AIM OF THE TASK ▸ Pull out every line in the items below that contains the word "above". Case counts.

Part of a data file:
# # # # #
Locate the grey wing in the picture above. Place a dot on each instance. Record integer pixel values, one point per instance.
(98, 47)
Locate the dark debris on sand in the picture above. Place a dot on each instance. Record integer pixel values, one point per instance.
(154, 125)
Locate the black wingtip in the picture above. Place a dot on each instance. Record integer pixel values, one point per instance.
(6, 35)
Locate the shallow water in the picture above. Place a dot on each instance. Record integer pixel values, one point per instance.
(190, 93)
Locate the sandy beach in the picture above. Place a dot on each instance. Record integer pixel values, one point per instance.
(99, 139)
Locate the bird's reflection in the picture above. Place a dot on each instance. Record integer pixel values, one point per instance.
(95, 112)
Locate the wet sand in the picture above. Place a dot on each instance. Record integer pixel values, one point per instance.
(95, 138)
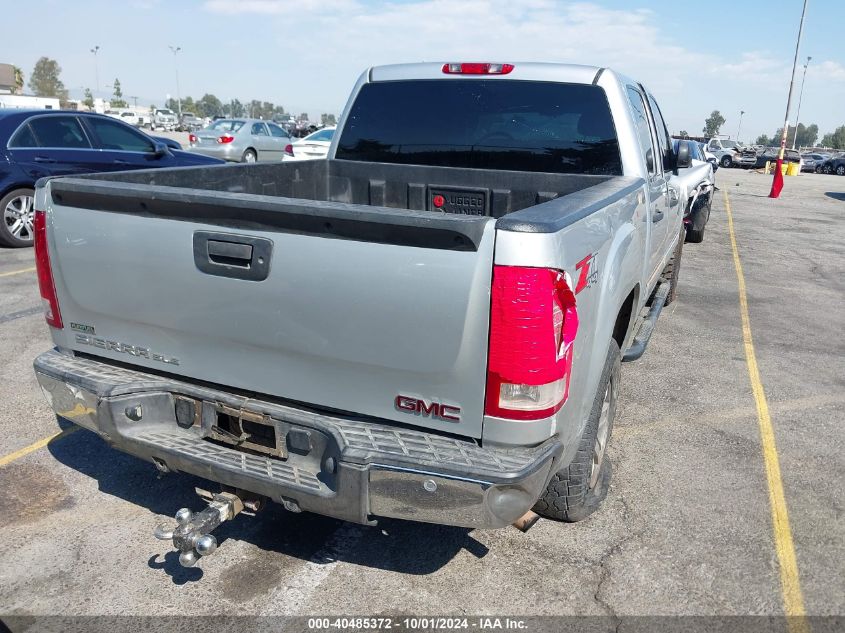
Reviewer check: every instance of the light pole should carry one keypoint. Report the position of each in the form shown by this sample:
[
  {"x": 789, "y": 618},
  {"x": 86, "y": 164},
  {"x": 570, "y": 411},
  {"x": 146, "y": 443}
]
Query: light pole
[
  {"x": 800, "y": 96},
  {"x": 95, "y": 50},
  {"x": 175, "y": 50},
  {"x": 777, "y": 181}
]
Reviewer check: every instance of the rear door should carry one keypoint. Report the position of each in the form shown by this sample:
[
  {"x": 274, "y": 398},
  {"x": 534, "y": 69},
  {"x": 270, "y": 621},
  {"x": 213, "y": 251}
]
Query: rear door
[
  {"x": 666, "y": 224},
  {"x": 279, "y": 139},
  {"x": 52, "y": 145},
  {"x": 315, "y": 145},
  {"x": 658, "y": 198},
  {"x": 262, "y": 142}
]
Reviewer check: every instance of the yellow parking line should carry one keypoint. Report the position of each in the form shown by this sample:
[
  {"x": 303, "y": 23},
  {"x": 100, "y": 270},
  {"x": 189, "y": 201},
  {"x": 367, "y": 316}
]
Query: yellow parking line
[
  {"x": 17, "y": 272},
  {"x": 26, "y": 450},
  {"x": 793, "y": 601}
]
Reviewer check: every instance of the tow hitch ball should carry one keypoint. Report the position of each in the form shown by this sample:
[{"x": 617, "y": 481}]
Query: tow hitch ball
[{"x": 191, "y": 535}]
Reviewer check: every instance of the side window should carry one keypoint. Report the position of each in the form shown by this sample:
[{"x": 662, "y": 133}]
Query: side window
[
  {"x": 276, "y": 131},
  {"x": 59, "y": 131},
  {"x": 119, "y": 136},
  {"x": 23, "y": 137},
  {"x": 663, "y": 138},
  {"x": 643, "y": 131}
]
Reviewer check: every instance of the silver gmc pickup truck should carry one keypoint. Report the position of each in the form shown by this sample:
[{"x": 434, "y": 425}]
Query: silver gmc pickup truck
[{"x": 428, "y": 325}]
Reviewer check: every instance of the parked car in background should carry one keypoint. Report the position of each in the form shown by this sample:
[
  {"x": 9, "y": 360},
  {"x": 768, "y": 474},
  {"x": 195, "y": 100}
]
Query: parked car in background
[
  {"x": 834, "y": 165},
  {"x": 770, "y": 155},
  {"x": 313, "y": 147},
  {"x": 812, "y": 161},
  {"x": 129, "y": 117},
  {"x": 241, "y": 140},
  {"x": 731, "y": 153},
  {"x": 694, "y": 186},
  {"x": 39, "y": 143},
  {"x": 190, "y": 122},
  {"x": 163, "y": 119},
  {"x": 710, "y": 158}
]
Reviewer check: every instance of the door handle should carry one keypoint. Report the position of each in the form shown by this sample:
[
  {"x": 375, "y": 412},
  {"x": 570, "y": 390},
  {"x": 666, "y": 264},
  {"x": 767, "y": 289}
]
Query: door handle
[{"x": 232, "y": 255}]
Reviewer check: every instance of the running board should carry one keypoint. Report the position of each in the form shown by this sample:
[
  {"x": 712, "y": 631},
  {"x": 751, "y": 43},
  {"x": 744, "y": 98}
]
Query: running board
[{"x": 638, "y": 345}]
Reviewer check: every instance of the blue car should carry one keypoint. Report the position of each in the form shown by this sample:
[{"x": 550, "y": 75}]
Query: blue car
[{"x": 38, "y": 143}]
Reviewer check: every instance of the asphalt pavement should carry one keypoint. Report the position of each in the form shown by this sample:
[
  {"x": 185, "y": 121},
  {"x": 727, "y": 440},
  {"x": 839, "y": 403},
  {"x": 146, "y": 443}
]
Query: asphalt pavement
[{"x": 686, "y": 528}]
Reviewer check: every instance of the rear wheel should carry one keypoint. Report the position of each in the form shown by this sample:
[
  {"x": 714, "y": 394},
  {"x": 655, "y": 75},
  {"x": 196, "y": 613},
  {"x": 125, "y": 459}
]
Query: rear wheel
[
  {"x": 18, "y": 214},
  {"x": 575, "y": 492}
]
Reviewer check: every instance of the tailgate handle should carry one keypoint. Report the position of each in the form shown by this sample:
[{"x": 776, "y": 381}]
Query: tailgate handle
[{"x": 231, "y": 255}]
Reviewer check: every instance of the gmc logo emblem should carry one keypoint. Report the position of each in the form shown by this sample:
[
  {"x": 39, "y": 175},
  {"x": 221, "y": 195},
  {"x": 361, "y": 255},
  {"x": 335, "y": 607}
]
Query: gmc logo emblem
[{"x": 417, "y": 406}]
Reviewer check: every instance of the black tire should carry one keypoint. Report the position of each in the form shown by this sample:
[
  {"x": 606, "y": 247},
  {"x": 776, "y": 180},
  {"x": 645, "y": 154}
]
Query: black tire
[
  {"x": 673, "y": 268},
  {"x": 11, "y": 213},
  {"x": 577, "y": 490}
]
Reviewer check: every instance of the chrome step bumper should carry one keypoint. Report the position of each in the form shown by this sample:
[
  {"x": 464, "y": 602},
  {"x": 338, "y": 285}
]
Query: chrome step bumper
[{"x": 348, "y": 468}]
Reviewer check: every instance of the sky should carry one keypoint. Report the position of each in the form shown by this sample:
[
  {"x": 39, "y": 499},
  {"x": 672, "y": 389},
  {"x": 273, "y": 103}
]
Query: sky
[{"x": 306, "y": 55}]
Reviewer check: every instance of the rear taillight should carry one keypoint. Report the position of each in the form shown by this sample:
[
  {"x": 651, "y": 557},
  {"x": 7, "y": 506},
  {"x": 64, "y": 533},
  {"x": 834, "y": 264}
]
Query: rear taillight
[
  {"x": 45, "y": 273},
  {"x": 477, "y": 69},
  {"x": 533, "y": 323}
]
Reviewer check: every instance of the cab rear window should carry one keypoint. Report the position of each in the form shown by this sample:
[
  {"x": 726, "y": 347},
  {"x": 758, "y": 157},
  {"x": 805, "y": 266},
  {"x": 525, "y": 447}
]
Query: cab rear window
[{"x": 484, "y": 124}]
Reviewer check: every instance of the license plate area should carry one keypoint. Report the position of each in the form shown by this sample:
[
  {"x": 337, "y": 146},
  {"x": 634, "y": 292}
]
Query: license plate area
[
  {"x": 248, "y": 430},
  {"x": 458, "y": 201}
]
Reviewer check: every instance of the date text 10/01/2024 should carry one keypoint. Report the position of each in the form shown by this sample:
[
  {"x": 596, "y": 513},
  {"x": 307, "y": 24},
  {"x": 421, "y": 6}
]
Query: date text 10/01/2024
[{"x": 417, "y": 623}]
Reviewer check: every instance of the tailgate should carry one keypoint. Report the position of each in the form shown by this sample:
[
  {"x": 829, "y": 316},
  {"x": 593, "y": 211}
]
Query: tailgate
[{"x": 286, "y": 308}]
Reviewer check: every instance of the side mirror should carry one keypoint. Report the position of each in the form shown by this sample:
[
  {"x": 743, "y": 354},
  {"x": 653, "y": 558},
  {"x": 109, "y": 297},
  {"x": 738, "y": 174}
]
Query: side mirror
[
  {"x": 159, "y": 149},
  {"x": 684, "y": 158}
]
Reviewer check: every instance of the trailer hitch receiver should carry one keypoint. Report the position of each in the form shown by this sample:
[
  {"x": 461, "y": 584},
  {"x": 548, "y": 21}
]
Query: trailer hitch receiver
[{"x": 191, "y": 535}]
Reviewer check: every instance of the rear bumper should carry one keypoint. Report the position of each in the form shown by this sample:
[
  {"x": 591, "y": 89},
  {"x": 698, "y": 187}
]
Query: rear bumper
[
  {"x": 347, "y": 468},
  {"x": 224, "y": 151}
]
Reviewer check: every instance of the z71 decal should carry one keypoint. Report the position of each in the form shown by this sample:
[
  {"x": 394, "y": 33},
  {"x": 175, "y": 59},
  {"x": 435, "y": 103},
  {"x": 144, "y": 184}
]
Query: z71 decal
[{"x": 589, "y": 273}]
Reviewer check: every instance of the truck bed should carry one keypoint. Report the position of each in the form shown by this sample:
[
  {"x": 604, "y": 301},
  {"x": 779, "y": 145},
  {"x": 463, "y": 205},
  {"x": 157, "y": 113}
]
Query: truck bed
[
  {"x": 348, "y": 323},
  {"x": 372, "y": 184}
]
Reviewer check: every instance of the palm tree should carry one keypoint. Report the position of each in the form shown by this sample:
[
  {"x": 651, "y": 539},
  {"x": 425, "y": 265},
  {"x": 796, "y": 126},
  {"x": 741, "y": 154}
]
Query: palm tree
[{"x": 18, "y": 80}]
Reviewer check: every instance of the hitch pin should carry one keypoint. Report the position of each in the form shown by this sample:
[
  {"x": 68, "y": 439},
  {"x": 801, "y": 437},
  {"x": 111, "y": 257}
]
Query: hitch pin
[{"x": 243, "y": 437}]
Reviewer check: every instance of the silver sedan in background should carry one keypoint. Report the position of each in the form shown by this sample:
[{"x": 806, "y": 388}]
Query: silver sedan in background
[{"x": 241, "y": 140}]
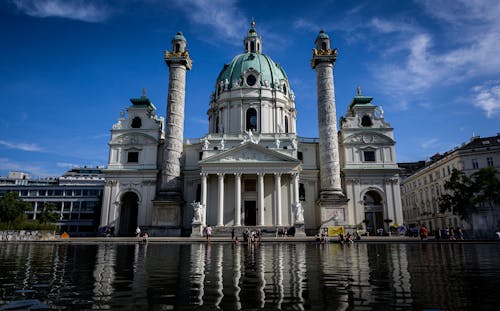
# # # # #
TASK RESPONSE ▸
Locate the grey wing in the picture above. Place a dot on each instance. Record integer pixel values, one point per instance.
Locate the dark debris on sand in the picture above. Place a dot on each instance. Record integer pixel values, one point per instance.
Locate the black wingtip in the picture above. Place a dot on each instance. Record integer pixel values, one point per instance.
Locate the shallow water in the picture above. Place a dot on each instance. Record integer pixel values, one point per instance.
Locate the sandy beach in the picture above. Place a dot on each instance. Record integer pixel values, one point per instance.
Locate the bird's reflection in the picture above. Place a dot on each instance. Record integer pixel values, one point per instance.
Locate the wet sand in the picture above. Place a dot on each instance. Record integer pixel values, one point per instance.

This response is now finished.